Input material -
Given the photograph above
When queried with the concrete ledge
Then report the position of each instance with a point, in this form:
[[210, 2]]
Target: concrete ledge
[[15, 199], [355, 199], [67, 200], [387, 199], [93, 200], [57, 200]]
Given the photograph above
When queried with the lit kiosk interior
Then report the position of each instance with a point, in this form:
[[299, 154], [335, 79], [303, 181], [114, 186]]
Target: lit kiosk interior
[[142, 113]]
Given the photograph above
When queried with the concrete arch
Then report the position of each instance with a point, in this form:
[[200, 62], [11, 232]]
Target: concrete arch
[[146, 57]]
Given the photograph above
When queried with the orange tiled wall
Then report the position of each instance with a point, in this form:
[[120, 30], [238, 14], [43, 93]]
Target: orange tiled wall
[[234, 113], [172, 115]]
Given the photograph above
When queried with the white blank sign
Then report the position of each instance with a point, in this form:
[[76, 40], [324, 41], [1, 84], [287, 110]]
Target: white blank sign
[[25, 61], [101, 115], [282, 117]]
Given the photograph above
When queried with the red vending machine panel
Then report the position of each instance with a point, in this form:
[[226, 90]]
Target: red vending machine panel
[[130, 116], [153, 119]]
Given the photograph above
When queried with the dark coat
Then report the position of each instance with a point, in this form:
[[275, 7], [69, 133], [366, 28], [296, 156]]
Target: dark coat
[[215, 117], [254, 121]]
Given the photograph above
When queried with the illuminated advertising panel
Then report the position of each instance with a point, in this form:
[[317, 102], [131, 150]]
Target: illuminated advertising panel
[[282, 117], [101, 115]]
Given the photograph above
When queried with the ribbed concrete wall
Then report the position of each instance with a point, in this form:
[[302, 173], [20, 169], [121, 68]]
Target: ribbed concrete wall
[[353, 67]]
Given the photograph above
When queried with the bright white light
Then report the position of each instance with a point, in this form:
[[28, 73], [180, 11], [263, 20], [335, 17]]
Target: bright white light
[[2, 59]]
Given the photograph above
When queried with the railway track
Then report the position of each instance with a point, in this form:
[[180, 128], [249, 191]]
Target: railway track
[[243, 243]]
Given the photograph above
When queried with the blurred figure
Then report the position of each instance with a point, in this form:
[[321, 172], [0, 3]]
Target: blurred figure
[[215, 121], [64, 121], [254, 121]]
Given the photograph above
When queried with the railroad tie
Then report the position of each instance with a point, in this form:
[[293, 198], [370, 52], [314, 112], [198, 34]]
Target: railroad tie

What the exercise asks - Extract each line of the records above that contains the word "blank". Count only matches in the same case.

Output of the task -
When queried with the white blank sign
Target: white blank sign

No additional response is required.